#### ФРАГМЕНТ СТРАНИЦЫ

Читаем Неизвестный Толстой. Тайная жизнь гения полностью

Борьба за правду и борьба за семью была менее ожесточенной при разделе имущества. Но она более трагична.

По религиозным мотивам Лев Николаевич отказался от первоначальной мысли передать все в общее пользование и, чтобы сохранить любовь окружающих, согласился на раздел имущества среди детей. Он ничего не предпринимает, ни за что внешнее не борется, и его пассивное сопротивление подрывает энергию Софьи Андреевны, которая находит в «этом разделе что-то грустное и неделикатное» по отношению к мужу. Но, несмотря на некоторую связанность, Софья Андреевна одобряет семейное начинание, всячески помогая его осуществлению. Некоторые из детей, непосредственно заинтересованные, получающие реальные выгоды от раздела, проявили к нему самый живой интерес. С отцом осталась одна Мария Львовна, за это перенесшая немало упреков от остальных.

По утверждению биографа Бирюкова, последним толчком, побудившим Толстого согласиться на раздел, послужило событие, имевшее место в Ясной Поляне зимой 1890 года. Управляющий поймал мужиков в краже леса; их судили и присудили к шести неделям острога. Они приходили к Софье Андреевне просить, чтобы их помиловали, и Софья Андреевна сказала, что ничего не хочет и не может для них сделать.

########
#### ИСХОДНЫЕ ДАННЫЕ

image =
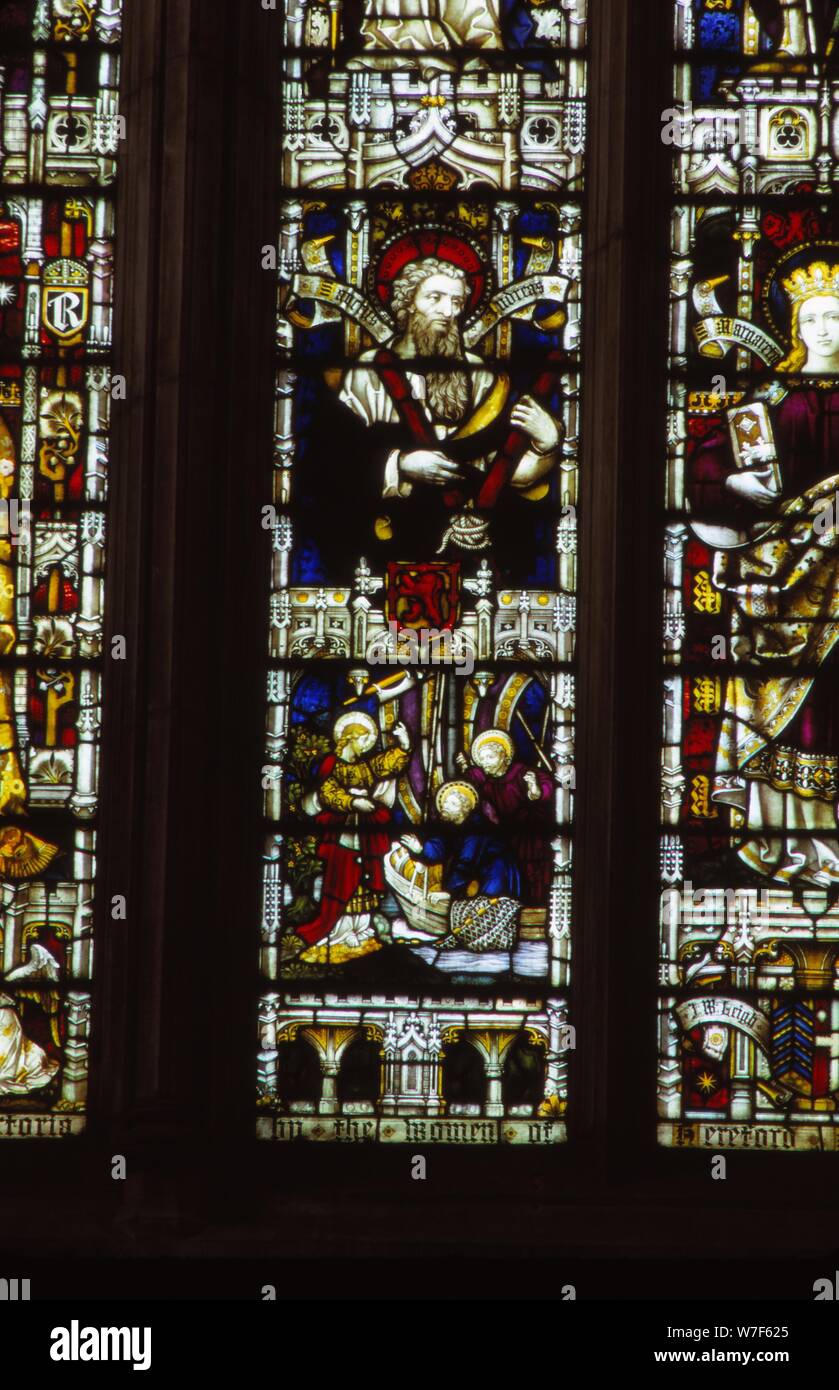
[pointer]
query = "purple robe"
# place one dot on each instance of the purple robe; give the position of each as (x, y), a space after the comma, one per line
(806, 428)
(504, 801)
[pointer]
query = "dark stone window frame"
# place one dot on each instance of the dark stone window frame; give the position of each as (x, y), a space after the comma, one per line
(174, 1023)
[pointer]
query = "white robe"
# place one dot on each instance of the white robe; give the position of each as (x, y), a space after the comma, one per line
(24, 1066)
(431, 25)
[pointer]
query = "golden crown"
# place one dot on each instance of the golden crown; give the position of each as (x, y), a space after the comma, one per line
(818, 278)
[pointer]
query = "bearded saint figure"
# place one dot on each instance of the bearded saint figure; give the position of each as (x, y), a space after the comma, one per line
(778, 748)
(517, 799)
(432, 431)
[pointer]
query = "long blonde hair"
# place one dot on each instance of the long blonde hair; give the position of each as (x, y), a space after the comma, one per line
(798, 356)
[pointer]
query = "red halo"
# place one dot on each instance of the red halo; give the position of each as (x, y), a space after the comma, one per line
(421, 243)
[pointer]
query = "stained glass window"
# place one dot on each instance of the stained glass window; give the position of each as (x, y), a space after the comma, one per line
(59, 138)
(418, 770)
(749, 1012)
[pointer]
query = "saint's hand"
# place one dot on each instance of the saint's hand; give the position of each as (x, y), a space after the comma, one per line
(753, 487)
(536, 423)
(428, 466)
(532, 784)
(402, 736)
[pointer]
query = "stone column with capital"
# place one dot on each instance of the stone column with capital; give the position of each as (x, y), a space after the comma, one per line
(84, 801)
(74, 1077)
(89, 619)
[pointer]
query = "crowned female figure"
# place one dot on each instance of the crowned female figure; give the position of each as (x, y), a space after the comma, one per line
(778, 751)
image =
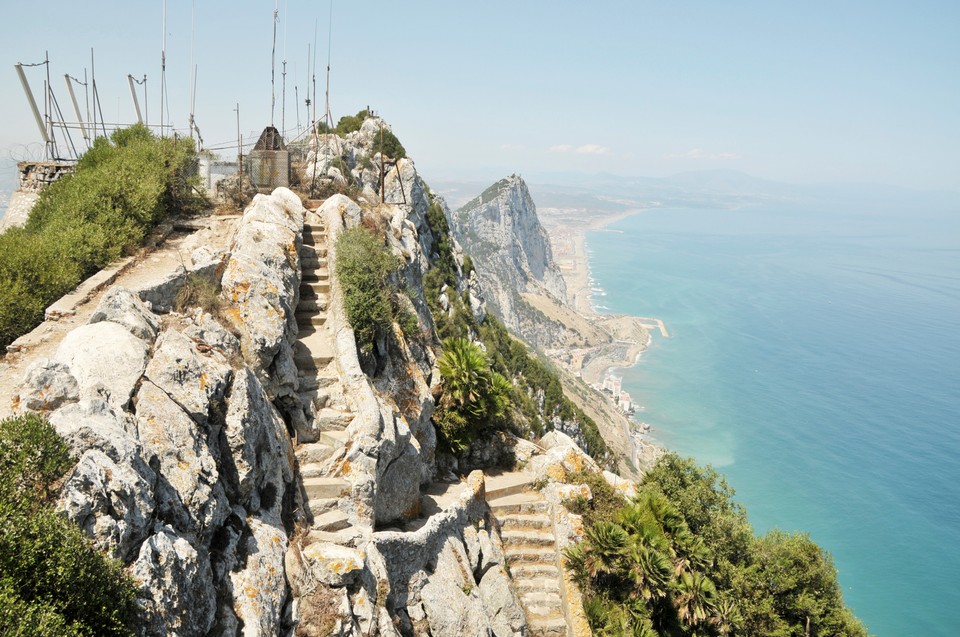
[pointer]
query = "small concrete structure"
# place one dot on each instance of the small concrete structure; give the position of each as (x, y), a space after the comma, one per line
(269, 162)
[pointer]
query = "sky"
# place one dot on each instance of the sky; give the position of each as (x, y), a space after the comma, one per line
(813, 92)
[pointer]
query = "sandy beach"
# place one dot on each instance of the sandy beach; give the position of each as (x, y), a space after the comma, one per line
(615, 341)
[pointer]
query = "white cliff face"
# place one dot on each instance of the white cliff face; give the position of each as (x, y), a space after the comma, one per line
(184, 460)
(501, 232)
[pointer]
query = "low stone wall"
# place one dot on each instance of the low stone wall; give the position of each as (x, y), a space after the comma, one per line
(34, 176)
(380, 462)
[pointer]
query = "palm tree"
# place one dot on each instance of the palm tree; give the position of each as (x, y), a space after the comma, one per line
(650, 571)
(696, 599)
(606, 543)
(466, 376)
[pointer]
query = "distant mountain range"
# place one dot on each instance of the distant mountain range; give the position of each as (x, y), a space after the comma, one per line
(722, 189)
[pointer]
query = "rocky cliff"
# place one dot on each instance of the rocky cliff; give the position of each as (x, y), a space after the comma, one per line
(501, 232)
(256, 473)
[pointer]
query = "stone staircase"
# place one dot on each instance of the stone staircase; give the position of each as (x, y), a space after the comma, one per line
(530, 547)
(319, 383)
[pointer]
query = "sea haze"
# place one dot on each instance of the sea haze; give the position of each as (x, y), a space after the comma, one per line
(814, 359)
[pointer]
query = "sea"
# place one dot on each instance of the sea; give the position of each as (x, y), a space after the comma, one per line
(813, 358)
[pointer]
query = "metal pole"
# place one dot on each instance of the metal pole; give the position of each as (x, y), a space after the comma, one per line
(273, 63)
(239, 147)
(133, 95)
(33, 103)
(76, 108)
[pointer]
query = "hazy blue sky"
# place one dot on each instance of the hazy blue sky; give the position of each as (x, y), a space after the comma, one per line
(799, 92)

########

**ЧТО СДЕЛАТЬ:**
- a) Выпишите все строки, в которых встречается слово «crowned».
- b) Продолжите отрывок о разделе имущества в семье Толстого, начав сразу после его последнего предложения.

**ОТВЕТЫ:**
- a)
query = "crowned female figure"
# place one dot on each instance of the crowned female figure; give the position of each as (x, y), a space after the comma, one per line

- b)
«Лев Николаевич, узнав об этом, сделался страшно мрачен, и вот 15 декабря ночью у него с Софьей Андреевной был крупный разговор; и он снова убеждал ее все раздать, и говорил, что она пожалеет после его смерти, что не сделала этого для счастья их и всех детей. Он говорил, что видит только два выхода для своего спокойствия; один – это уйти из дома, о чем он и думал и думает, а другой – отдать всю землю мужикам и право издания его сочинений в общую собственность. Он говорил Софье Андреевне, что если бы у нее была вера, она сделала бы это из убеждения. Если бы была любовь к нему, то из-за нее она сделала бы это и, наконец, если бы у нее было уважение к нему, то она постаралась бы, оставя все так, как есть, не делать ему таких неприятностей, как эта».

По дневнику Софьи Андреевны этот случай представляется в несколько ином виде. Софья Андреевна записывает 11 декабря 1890 года: «Во время обеда Левочка мне сказал, что меня ждут те мужики, которые срубили на Посадке 30 берез и которых вызывают на суд. Всякий раз, как мне говорят, что меня ждут, что я должна что-то решать, на меня находит ужас, мне хочется плакать, и точно я в тиски попадаю, некуда выскочить, это навязанное мне по христианству хозяйство, дела, это самый большой крест, который мне послан Богом. И если спасение человека, спасение его духовной жизни состоит в том, чтобы убить жизнь ближнего, то Левочка спасся. Но не погибель ли это двум?»

13 декабря.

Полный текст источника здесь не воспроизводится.